> _Set of tasks_:
- a) According to the passage on same-sex marriage, why might the federal marriage amendment have done worse in Congress than the Defense of Marriage Act?
- b) Copy the lines of the records word for word, starting at the line that contains "Objective — one point per instance of the white" and ending at the end of the records.

START Text passage

Jim Manzi has a longish post up about the
conservative reaction to gay marriage in which he makes some
important points. When this issue was first being debated in the
late 1970s, support for same-sex marriage was a fringe position.
Before that, the concept of same-sex marriage was too absurd to
contemplate. Even by the time the issue went national in 1996,
polls showed more than two-thirds of the American were opposed. The
Defense of Marriage Act sailed through both houses of Congress by
something like 5-to-1 margins and was signed into law by Bill
Clinton, the most pro-gay-rights president in history.
A majority of Americans still oppose same-sex marriage. Ballot
initiatives opposing such a redefinition of marriage have passed
almost everywhere they have been put on the ballot and probably
would have passed in Arizona too if the language had been less
broad. Even liberal states have passed such initiatives, usually by
comfortable if not landslide margins. And yet support for same-sex
marriage is not a fringe position anymore -- instead, it is a
position held by upwards of 45 percent of the American people. This
includes large majorities of young voters. In many polls, fewer
people support the federal marriage amendment than support gay
marriage, which may explain why it hasn't done as well in Congress
as the Defense of Marriage Act. Within a minimum of three election
cycles, the Democratic presidential nominee will support full gay
marriage.

END Text passage
START Records for processing

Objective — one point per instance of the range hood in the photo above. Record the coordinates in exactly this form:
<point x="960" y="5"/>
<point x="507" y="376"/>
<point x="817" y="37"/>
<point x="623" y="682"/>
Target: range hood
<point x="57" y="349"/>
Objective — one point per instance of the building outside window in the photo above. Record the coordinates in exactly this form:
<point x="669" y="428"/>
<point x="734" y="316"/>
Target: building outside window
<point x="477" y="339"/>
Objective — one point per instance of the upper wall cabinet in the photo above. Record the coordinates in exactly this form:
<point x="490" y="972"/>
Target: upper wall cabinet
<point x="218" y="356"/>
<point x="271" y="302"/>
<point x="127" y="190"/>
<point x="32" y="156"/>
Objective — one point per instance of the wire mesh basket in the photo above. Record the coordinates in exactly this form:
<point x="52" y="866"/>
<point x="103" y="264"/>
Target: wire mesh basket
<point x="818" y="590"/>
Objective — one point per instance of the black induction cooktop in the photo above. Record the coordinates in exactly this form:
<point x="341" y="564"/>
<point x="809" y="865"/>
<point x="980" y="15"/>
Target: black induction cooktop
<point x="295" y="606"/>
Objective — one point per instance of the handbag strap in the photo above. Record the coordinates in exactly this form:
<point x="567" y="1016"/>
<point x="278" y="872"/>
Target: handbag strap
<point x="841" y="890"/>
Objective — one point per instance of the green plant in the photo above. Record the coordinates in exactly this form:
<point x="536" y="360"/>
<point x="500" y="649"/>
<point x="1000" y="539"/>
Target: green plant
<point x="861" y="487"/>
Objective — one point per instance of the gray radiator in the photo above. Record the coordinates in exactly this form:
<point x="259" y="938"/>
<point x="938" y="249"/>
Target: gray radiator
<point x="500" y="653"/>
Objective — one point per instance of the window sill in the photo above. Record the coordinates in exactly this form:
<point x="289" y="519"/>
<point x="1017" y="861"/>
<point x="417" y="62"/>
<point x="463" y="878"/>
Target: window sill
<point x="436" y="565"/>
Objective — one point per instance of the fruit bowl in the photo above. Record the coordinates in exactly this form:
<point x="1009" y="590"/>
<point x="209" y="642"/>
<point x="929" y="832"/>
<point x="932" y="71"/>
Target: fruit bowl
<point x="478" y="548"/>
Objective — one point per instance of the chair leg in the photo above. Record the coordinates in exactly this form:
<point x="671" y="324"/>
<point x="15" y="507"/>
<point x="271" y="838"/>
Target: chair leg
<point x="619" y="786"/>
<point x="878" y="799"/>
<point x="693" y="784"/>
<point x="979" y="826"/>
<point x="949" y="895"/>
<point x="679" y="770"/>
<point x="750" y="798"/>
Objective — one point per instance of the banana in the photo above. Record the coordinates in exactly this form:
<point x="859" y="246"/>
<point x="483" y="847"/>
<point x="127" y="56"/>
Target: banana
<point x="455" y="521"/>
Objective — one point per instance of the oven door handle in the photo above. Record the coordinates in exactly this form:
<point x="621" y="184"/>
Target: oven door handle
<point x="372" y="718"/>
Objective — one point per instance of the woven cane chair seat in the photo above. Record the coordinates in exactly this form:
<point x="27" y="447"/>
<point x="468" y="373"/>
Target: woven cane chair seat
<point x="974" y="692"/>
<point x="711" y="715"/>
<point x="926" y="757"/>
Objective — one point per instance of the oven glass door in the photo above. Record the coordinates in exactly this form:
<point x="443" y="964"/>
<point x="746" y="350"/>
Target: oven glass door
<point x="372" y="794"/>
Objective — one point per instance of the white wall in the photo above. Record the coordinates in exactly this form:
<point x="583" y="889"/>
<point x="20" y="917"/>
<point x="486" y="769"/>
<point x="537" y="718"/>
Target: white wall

END Records for processing

> _Responses by task_:
- a) The passage suggests a possible reason: in many polls, fewer people support the federal marriage amendment than support gay marriage itself.

- b)
Objective — one point per instance of the white wall in the photo above. Record the coordinates in exactly this form:
<point x="583" y="889"/>
<point x="20" y="917"/>
<point x="486" y="769"/>
<point x="537" y="718"/>
Target: white wall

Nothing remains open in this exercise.